Excerpted passage:
I was safe in Britain. In the US, the CIA collaborated with Pinochet’s intelligence service in the 1976 murder of Orlando Letelier, the former Chilean Ambassador who had been stirring up a fuss in Washington about Pinochet’s human rights abuses and The US Secretary of Sate Henry Kissinger’s involvement in the coup. A nation could 'not be allowed to go Marxist simply because of the irresponsibility of its people,' Kissinger had said when Chile voted Allende into power. Kissinger provided intelligence to right-wing groups and the Chilean army, funded strikes and media propaganda in Chile to discredit Allende. He convinced US and world banks to increase economic pressure. The idea, as President Nixon put it, was to 'make the Chilean economy scream.'
I'm not sure how much the British were invoice in the coup also, but I did not feel my life was at risk here. If felt safe enough to look back and reflect on what had happened in Chile. This is my experience of what had happened
When Allende was elected it was a very exciting time. We were the first Revolutionary Socialist government to be democratically elected in Latin America. It was something very new and we had the eyes of the whole world upon us to see what would happen. We were very optimistic. We thought we could make real change for a fairer society. But the global context was very difficult. The USA was not prepared to accept socialism as a regime voted by the people, and their intervention was clear before Allende was inaugurated, when the CIA funded the murder of the Secretary of General Staff Schneider. He was against getting the army involved in the democratic process. His murder only managed to rally support around Allende.
Meanwhile the US was telling countries like Sweden that if they bought copper from companies we had expropriated, even though we had arranged a good compensation agreement with those companies, the US would not buy steel from them. All US loans to Chile suddenly stopped, despite our impeccable record on debt repayment. The financial situation became very difficult. What really brought the country to a standstill was lorry haulers’ strikes funded by the CIA and Chilean big business. Food wasn’t getting to the capital and housewives took to the streets in protest at food shortages. We saw it as a battle we had to win, and we had a lot of moral support.

Information provided:
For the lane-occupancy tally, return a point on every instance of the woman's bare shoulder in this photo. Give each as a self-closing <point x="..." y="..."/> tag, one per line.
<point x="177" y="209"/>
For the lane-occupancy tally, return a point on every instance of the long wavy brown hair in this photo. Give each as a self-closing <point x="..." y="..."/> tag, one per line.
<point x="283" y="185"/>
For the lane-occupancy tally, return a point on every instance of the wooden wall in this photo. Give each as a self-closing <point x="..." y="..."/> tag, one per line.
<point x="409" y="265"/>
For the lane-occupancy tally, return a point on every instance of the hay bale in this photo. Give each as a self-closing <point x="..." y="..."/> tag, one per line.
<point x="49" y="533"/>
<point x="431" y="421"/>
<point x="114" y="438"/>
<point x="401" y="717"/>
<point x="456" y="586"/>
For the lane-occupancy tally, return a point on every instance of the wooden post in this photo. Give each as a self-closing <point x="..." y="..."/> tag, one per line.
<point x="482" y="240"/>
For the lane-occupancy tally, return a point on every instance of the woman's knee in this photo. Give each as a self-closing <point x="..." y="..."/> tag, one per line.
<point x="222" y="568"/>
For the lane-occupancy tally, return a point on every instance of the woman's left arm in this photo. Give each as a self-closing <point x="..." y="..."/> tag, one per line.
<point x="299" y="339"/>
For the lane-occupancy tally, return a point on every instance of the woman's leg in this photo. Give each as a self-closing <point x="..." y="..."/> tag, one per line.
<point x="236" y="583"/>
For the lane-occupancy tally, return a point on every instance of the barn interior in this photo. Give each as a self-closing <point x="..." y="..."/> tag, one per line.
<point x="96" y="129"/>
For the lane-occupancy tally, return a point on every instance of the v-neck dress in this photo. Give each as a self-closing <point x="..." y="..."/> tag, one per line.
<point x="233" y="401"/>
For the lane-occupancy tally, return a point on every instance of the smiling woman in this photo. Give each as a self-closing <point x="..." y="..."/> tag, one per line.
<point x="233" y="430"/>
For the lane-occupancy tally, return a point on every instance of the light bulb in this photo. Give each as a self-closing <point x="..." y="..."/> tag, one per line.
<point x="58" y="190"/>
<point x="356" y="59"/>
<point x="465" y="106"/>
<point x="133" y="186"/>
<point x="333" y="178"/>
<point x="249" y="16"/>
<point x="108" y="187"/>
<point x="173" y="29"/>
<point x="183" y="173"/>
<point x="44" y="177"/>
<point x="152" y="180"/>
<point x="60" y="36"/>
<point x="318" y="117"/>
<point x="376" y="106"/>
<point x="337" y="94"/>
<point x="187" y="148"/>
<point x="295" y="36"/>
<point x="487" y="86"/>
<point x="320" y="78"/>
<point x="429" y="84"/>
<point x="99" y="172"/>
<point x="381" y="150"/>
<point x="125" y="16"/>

Instructions:
a) List every person named in the memoir passage about Chile.
b) Pick up the memoir passage about Chile after its final sentence and continue it in the same first-person voice.

Replies:
a) Orlando Letelier, Pinochet, Henry Kissinger, Allende, Nixon, Schneider

b)
The problem was we did not have a majority in government. It was a coalition and the different left-wing elements of the government began to bicker over strategy. Allende was criticised by the far left-wing for not taking a hard enough line. They wanted Allende to nationalize the companies that were sabotaging the economy, the hauler companies for example, but Allende insisted on not being too radical. He wanted to make reforms gradually through the democratic process. Funnily enough the communists in the coalition agreed because they were very wary, after what had happened in Cuba, of being put in the Russian bag, and did not want to give the Americans any justification for action.
Once the conservatives came out onto the streets, so did the revolutionary left, and things began to get out of control. We were getting attacked from the left and from the extreme right. I think in retrospect Allende’s flaw was that he was no strongman. He refused to use force and he refused to close Congress, which he could have done since he had the backing of the military led by general Prats who was later murdered by Pinochet. Allende always took the constitutional route, even when it became obvious that our opponents in Congress were not playing by the rules. Most of them had business ties to the US, and were secretly discussing with the Americans how to overthrow Allende. In the end the forces against us were too strong. 'It was only a question of time', as the President told me himself.